=== Assigned task ===
Set down every entry exactly as given. Pictures are to be left out.

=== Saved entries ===
"""
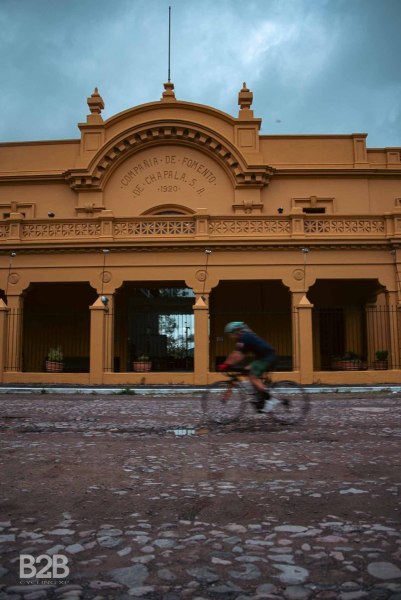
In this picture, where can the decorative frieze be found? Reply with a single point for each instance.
(60, 230)
(344, 226)
(197, 226)
(249, 226)
(159, 227)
"""
=== Output for this task ===
In this picture, where can the decorative frieze be found? Reply with a single point for each instance.
(60, 230)
(344, 226)
(197, 226)
(249, 226)
(159, 227)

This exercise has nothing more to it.